● What you have to do
Nothing should change. Output the data exactly.

● Dataset entries
%%

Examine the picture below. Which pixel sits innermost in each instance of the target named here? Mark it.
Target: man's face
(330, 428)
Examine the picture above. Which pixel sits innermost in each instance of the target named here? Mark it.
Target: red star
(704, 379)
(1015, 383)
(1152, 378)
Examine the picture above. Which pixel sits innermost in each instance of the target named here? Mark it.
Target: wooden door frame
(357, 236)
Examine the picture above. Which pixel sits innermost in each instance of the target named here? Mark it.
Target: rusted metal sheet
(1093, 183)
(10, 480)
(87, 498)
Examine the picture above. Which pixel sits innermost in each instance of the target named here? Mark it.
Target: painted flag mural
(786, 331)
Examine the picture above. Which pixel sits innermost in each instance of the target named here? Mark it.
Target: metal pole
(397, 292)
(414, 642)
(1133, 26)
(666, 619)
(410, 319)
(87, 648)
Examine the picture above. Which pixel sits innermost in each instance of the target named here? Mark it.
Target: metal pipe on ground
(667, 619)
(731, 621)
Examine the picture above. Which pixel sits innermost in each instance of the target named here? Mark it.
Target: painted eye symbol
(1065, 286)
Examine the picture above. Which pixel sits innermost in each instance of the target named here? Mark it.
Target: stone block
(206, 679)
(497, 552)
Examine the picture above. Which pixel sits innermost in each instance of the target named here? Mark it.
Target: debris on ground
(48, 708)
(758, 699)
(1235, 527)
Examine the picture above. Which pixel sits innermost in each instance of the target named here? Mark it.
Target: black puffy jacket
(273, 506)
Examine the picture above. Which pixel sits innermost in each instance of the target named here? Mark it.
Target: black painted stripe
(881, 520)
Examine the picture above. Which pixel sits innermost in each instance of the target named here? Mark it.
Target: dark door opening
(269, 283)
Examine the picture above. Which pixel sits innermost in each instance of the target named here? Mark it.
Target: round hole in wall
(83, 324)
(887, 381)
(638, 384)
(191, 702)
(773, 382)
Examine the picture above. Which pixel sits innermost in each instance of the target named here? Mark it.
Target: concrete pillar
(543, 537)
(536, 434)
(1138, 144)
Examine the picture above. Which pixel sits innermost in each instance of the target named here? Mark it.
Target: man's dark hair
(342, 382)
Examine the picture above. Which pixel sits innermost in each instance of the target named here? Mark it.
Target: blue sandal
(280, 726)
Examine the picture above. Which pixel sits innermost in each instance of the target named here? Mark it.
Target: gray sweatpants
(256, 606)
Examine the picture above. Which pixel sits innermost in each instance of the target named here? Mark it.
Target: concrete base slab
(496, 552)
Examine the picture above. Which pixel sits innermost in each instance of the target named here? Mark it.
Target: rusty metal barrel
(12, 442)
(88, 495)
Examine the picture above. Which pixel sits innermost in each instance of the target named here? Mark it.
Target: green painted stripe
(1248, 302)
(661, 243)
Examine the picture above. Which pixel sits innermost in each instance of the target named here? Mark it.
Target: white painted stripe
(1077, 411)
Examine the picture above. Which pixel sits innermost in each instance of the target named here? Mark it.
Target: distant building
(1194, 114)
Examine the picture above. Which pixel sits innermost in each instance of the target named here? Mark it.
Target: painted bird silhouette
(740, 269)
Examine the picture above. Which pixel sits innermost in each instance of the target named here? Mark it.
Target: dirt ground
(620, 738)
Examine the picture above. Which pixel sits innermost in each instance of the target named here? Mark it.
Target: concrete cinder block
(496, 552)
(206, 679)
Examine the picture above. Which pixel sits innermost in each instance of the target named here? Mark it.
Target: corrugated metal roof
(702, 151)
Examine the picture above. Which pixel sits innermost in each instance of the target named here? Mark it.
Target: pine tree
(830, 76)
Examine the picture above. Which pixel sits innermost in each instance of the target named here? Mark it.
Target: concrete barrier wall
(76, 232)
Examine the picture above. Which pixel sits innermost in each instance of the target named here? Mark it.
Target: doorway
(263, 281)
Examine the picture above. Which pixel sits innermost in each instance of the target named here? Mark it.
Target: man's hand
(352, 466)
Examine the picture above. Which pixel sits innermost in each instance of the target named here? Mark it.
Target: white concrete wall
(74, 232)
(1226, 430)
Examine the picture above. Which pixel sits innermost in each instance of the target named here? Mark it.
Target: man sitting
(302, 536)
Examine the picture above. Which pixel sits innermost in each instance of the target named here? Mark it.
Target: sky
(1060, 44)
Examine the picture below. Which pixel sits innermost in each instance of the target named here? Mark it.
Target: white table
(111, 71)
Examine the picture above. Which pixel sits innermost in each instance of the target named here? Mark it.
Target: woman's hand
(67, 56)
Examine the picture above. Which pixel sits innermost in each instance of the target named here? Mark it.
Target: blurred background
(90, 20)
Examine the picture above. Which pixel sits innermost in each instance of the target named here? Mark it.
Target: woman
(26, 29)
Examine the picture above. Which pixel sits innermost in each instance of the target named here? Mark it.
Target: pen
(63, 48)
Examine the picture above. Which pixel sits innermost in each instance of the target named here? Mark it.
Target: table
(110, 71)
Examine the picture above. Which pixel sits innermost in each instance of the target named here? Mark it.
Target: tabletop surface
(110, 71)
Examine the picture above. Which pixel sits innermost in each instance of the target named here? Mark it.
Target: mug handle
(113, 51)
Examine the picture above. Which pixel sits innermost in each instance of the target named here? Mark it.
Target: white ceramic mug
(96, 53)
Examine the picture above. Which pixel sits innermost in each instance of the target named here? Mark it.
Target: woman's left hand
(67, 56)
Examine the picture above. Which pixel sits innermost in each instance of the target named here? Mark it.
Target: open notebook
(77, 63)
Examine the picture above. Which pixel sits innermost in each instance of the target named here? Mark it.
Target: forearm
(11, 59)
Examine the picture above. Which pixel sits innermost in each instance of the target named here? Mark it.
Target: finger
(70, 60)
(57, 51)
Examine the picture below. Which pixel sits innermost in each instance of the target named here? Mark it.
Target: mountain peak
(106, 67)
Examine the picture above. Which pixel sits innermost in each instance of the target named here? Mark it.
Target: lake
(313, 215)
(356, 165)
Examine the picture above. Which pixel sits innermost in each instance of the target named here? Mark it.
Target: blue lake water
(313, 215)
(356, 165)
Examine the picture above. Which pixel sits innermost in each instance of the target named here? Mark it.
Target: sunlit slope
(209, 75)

%%

● Your solution
Examine the picture below. Which pixel sits innermost in each instance of the target named here? Mark it.
Target: man's face
(330, 428)
Examine the picture above. Which pixel sits innermost in each instance of the target named here? Mark it.
Target: red star
(704, 379)
(1015, 383)
(1152, 378)
Examine the picture above. Which pixel sits innermost in each instance of the target named here? Mark it.
Target: wooden door frame
(357, 236)
Examine the picture above. Which pixel sits innermost in each instance of the target named here? Mark it.
Target: rusted metal sheet
(1093, 183)
(10, 480)
(87, 498)
Examine the picture above. Which pixel sits innermost in each instance of the target named here? Mark it.
Target: painted flag mural
(786, 331)
Examine the picture above. Which pixel sits innermost in each instance of the target named here? Mark it.
Target: metal pole
(397, 292)
(414, 642)
(1133, 26)
(666, 619)
(410, 319)
(87, 648)
Examine the picture above. Which pixel sits innermost in each instance of the target named here? Mark it.
Target: metal pipe on ground
(667, 619)
(731, 621)
Examine the picture above. Which pixel sits innermost in each instance of the target named here? Mark it.
Target: painted eye symbol
(1065, 286)
Examine the picture above. Which pixel sits innermost in each instance of the target named here? Mark it.
Target: stone block
(206, 679)
(497, 552)
Examine the picture above. Which pixel sits innermost in each instance of the target named here? Mark it.
Target: debris on ground
(48, 708)
(758, 699)
(1235, 527)
Examine the picture above. Which pixel sits innermost in each instance of the target named here? Mark it.
Target: black puffy jacket
(273, 506)
Examine the picture above. Which pixel sits innermost in each instance of the target named here? Mark it.
Target: black painted stripe
(881, 520)
Examine the picture above. Which pixel sits innermost in each instance of the target named here? Mark it.
Target: dark door opening
(269, 283)
Examine the picture above. Which pixel sits innermost in each instance of the target named here? Mark it.
Target: round hole in wall
(83, 324)
(887, 381)
(638, 384)
(191, 702)
(773, 382)
Examine the picture above. Which pixel sits innermost in each instance of the target named here? Mark it.
Target: concrete pillar
(543, 537)
(536, 434)
(1138, 144)
Examine the picture above. Which pixel sits innermost in each instance of the target named here? Mark it.
Target: man's dark hair
(342, 382)
Examine the picture above. Which pixel sits innermost in each instance of the target named here? Mark it.
Target: blue sandal
(280, 726)
Examine the picture above. Which pixel sits innermost in each instance of the target named here? Mark it.
Target: gray sweatpants
(256, 606)
Examine the picture above. Which pixel sits innermost in each instance of the target named here? Mark it.
Target: concrete base slab
(496, 552)
Examine the picture above. Which pixel sits innermost in each instance of the target named here? Mark it.
Target: rusty metal barrel
(12, 442)
(88, 495)
Examine the picture above. Which pixel sits innermost in each instance of the target named here? Mark it.
Target: green painted stripe
(1248, 302)
(661, 243)
Examine the picture above. Which pixel sits innermost in each instance of the target named here? Mark it.
Target: white painted stripe
(1077, 411)
Examine the picture above. Which pixel sits innermost in each instance of the target named here? Mark it.
Target: distant building
(1194, 114)
Examine the picture above. Which pixel sits innermost in each instance of the target named here? Mark it.
Target: painted bird silhouette
(740, 269)
Examine the picture above. Which pixel sits innermost in each instance of the target named here? Mark it.
Target: dirt ground
(620, 738)
Examine the picture above. Which pixel sits innermost in each instance of the target named here? Mark it.
Target: concrete cinder block
(496, 552)
(206, 679)
Examine the picture above. Which pixel sits innermost in each instance of the target named here? Mark it.
Target: corrugated metal roof
(702, 151)
Examine the picture above. Which pixel sits innermost in each instance of the target named here? Mark it.
Target: pine tree
(830, 76)
Examine the picture above. Which pixel sits innermost in each instance of the target named here? Mark it.
Target: concrete barrier wall
(76, 232)
Examine the picture above. Which pixel sits innermost in each instance of the target named here? Mark it.
Target: doorway
(263, 281)
Examine the picture above. Which pixel sits innermost in each instance of the target named here? Mark it.
Target: man's hand
(352, 466)
Examine the picture above. Which pixel sits innermost in each instance of the target named here? Mark it.
Target: white concrete wall
(74, 232)
(1226, 430)
Examine the picture above. Which pixel sits innermost in each instance of the target named here? Mark it.
Target: man sitting
(302, 536)
Examine the picture above. Which pixel sits innermost in each instance of the target named here? Mark it.
Target: sky
(1060, 44)
Examine the picture below. Which pixel sits innermost in each instance of the target named here? Mark it.
Target: white table
(111, 71)
Examine the picture above. Which pixel sits innermost in each instance of the target named here? Mark it.
Target: woman's hand
(67, 56)
Examine the picture above. Which pixel sits innermost in each instance of the target named here? Mark it.
Target: blurred background
(90, 20)
Examine the picture above. Which pixel sits innermost in each instance of the target named here? Mark it.
Target: woman
(26, 29)
Examine the picture above. Which pixel sits innermost in each instance of the target named here? Mark it.
Target: pen
(63, 48)
Examine the picture above. Which pixel sits innermost in each instance of the target named here? Mark it.
Target: table
(110, 71)
Examine the picture above. Which pixel sits innermost in each instance of the target named here? Mark it.
Target: tabletop surface
(110, 71)
Examine the picture above. Which pixel sits innermost in each instance of the target named here? Mark it.
Target: mug handle
(113, 51)
Examine the picture above. Which pixel sits innermost in each instance of the target named here? Mark it.
Target: white ceramic mug
(96, 53)
Examine the picture above. Which pixel sits innermost in each instance of the target named here? Mark it.
Target: woman's left hand
(67, 56)
Examine the picture above. Which pixel sits innermost in each instance of the target named here? Mark it.
Target: open notebook
(77, 63)
Examine the picture above. Which pixel sits innermost in each instance of the target named here? Mark it.
Target: forearm
(11, 59)
Examine the picture above. Which pixel sits innermost in each instance of the target named here? Mark it.
Target: finger
(70, 60)
(57, 51)
Examine the picture below. Which pixel sits innermost in each instance of the target named here? Mark it.
Target: mountain peak
(106, 67)
Examine the picture above. Which pixel sits innermost in each instance of the target named here? Mark it.
Target: lake
(313, 215)
(356, 165)
Examine the picture above. Which pixel sits innermost in each instance of the target named here? Mark it.
Target: blue lake water
(313, 215)
(356, 165)
Examine the picture above. Which pixel sits innermost in each instance of the target named here? Mark it.
Target: sunlit slope
(209, 75)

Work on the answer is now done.